| WRITTEN REQUEST |
Please answer from the forum thread below: in what order does the suggested rolling restart restart the config servers?

| SELECTED TEXT |

------------------------------------------------

I believe that the simplest solution mentioned by Misha is to perform a rolling restart of your config servers (restart each of the Secondaries in turn and then restart the Primary). That should autogenerate the collection and you should not experience further errors. If you do still see the problems after cycling the config servers, please let us know.

Thanks,

Danny

Comment by Misha Tyulenev [ 12/Feb/19 ]

emarketingsolutions this is a bug we are working on. To force session collection recreation the config server needs to be bounced. Another option is to manually create the session collection and indexes. What approach is better suited. CC kelsey.schubert

Comment by Jaume Valls Vila [ 11/Feb/19 ]

Hello Misha,

system.sessions collection has not been recreated. Currently it doesn't exist.
But everything seems to work. Do we have to do something to have that collection recreated?

Thanks

Comment by Jaume Valls Vila [ 07/Feb/19 ]

Hello Misha,

Yesterday when I dropped the sessions collection, the system.sessions structure was removed (not only sessions but also system).
Is not being recreated again, do I have to run some command or restart something?

Thanks

UPDATE
We have restarted all the mongos, config and shards servers. Looks like is working now, we have done a high load test and has worked correctly.

------------------------------------------------

| EXTRACTED ENTRIES |
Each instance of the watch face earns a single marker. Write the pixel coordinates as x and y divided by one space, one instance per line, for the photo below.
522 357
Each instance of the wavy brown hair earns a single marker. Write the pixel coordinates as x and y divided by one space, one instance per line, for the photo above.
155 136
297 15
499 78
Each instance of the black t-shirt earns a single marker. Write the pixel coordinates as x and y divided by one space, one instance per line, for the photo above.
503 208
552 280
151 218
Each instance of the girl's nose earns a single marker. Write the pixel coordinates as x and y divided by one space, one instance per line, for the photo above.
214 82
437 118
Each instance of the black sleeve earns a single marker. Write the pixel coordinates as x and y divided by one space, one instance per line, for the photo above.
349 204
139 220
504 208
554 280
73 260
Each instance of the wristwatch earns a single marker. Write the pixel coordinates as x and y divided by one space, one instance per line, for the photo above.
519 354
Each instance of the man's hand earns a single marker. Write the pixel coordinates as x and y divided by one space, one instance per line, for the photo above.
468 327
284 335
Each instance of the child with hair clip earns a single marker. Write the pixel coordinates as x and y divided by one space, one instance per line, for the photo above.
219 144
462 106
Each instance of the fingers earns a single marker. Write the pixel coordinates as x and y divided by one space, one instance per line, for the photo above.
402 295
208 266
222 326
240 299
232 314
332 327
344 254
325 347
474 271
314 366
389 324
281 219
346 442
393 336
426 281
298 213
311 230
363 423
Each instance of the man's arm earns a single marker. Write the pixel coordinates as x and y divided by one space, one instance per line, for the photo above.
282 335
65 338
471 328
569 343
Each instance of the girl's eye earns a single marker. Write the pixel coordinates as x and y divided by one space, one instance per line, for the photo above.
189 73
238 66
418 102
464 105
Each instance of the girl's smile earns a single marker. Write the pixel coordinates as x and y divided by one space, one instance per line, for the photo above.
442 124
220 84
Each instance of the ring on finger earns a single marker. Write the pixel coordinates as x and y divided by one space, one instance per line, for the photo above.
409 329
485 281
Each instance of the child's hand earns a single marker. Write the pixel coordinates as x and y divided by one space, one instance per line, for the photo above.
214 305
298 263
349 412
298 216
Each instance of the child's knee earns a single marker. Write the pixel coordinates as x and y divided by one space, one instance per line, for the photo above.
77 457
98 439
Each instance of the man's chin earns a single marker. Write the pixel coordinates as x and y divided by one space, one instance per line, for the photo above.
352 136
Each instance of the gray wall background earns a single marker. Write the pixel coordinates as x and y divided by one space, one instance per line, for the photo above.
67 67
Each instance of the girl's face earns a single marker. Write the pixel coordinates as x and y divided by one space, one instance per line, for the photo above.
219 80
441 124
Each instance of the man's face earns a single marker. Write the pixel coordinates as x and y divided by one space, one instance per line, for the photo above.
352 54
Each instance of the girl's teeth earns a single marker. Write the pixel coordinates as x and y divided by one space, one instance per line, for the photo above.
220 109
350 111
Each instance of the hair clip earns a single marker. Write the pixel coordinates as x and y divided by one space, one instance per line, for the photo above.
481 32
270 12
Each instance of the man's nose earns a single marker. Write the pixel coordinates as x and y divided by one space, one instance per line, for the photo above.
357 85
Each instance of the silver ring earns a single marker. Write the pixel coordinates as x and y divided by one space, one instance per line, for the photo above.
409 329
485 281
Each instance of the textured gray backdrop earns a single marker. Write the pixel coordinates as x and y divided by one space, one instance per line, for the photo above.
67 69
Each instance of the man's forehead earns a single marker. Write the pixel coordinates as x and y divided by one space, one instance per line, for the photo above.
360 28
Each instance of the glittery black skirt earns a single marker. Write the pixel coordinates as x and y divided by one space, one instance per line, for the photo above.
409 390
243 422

------------------------------------------------

| OUTPUT OF THE EXERCISE |
Each of the Secondaries in turn, and then the Primary.